Reproduce the listing that follows, unchanged and complete.

"""

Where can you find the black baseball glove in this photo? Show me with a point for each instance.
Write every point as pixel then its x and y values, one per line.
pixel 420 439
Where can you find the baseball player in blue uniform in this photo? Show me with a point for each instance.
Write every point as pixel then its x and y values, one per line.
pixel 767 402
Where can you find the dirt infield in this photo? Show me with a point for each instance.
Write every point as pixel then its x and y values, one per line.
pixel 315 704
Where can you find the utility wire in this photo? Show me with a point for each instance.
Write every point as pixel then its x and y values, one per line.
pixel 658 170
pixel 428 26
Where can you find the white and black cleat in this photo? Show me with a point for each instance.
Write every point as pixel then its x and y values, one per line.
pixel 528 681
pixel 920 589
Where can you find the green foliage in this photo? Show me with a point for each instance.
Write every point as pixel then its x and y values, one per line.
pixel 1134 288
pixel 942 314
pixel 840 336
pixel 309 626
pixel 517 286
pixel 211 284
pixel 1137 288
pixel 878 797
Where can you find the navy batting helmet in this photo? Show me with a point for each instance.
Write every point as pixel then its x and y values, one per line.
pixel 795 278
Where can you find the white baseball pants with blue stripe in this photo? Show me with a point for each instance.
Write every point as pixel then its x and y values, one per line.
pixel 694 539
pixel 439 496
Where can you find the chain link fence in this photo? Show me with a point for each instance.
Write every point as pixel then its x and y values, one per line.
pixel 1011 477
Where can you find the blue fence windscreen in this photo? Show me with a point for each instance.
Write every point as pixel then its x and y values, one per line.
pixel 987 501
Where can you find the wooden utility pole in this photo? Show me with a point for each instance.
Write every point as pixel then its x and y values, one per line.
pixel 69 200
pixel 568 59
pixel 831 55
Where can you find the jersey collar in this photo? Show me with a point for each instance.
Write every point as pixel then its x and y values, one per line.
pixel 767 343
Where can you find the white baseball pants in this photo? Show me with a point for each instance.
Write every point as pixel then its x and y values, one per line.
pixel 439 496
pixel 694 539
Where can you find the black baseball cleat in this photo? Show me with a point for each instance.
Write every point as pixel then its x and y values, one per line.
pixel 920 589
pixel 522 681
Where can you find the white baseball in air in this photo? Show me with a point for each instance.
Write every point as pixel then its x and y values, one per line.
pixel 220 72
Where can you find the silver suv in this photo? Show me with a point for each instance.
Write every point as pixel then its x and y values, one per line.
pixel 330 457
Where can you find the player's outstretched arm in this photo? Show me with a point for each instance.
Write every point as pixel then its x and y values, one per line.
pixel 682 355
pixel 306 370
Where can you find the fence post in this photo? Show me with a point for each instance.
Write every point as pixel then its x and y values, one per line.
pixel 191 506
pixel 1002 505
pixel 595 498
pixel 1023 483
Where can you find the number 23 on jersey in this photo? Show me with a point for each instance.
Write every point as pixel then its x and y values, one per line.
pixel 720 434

"""

## SOLVED EXERCISE:
Where can you find the black baseball glove in this photo? Show me with a point for each instance.
Write every point as pixel then its x and y values, one per line.
pixel 420 439
Where can you find the baseball player in blue uniform in this photo? Show me with a point for each instance.
Write every point as pixel then its x and y values, one per line.
pixel 767 402
Where can you find the dirt infield in this photo? Show me with a point for each instance.
Write every point as pixel then its x and y values, one per line.
pixel 315 704
Where can you find the utility wire in this photo? Show me with a point for each instance.
Write every point as pixel then its x and y values, one per line.
pixel 658 170
pixel 428 26
Where can you find the white and black cleat in this photo? Show me with a point for each instance.
Write every point as pixel then its x and y values, one per line.
pixel 528 681
pixel 920 589
Where can you find the green foliage in this photo? Show me with a point for each instance.
Write every point as pixel then its x and y values, one per line.
pixel 1134 288
pixel 942 314
pixel 840 336
pixel 309 626
pixel 517 286
pixel 211 284
pixel 1137 288
pixel 878 797
Where can you find the navy batting helmet in this photo? Show me with a point for each instance.
Write every point as pixel then its x and y values, one per line.
pixel 795 278
Where can you find the white baseball pants with blue stripe in this photo? Show me with a point for each instance.
Write every point as pixel then its x and y values, one per line.
pixel 694 539
pixel 439 496
Where can you find the chain link fence in this photo? Show me with a point for each instance.
Write every point as pixel then its x and y values, one per line.
pixel 1011 477
Where can you find the blue fence windscreen in this photo? Show me with a point for each instance.
Write every point as pixel then its x and y values, one per line.
pixel 987 501
Where can you find the wooden utility pole in this photo? Show me with a point for each instance.
Write every point as pixel then its x and y values, one per line.
pixel 69 200
pixel 568 59
pixel 831 55
Where can you find the jersey collar in this photo? Show me with a point for each instance.
Write every point as pixel then its x and y values, one per line.
pixel 767 343
Where can you find the white baseball pants in this photo? Show me with a point for each instance.
Write every point as pixel then its x and y values, one per line.
pixel 439 496
pixel 694 539
Where can you find the black baseball cleat in this photo? Show me with a point for each instance.
Write every point as pixel then its x and y values, one per line.
pixel 920 589
pixel 522 681
Where can you find the white baseball in air in this photo? Show me with a point for each instance.
Write every point as pixel then its x and y values, one per line.
pixel 220 72
Where can you find the silver suv in this photo? Show me with a point for each instance.
Write every point as pixel then its x and y values, one per line.
pixel 330 457
Where can you find the player's outstretched arm in this photo? Show me with a point for each instance.
Write every point as pixel then its x and y values, one per line.
pixel 682 355
pixel 306 370
Where can you find the fence post in this photo? Show me with a point for each instance.
Write every point as pixel then its x and y values, one per line.
pixel 191 506
pixel 1002 505
pixel 595 498
pixel 1023 483
Where can you find the number 23 on jersey in this photo? Show me with a point for each instance.
Write every point as pixel then its x and y values, one per line.
pixel 720 434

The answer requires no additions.